BEGIN
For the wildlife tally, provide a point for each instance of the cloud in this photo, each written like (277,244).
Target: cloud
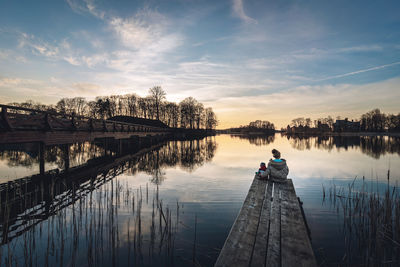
(281,107)
(238,10)
(362,48)
(359,71)
(85,6)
END
Problem details: In your copy, every entry above must match word for word, and no picture may appear.

Task response:
For the wildlife tally, provide a point for each instance of the cloud in this photo, each written like (277,244).
Target: cloud
(281,107)
(238,10)
(362,48)
(359,71)
(85,6)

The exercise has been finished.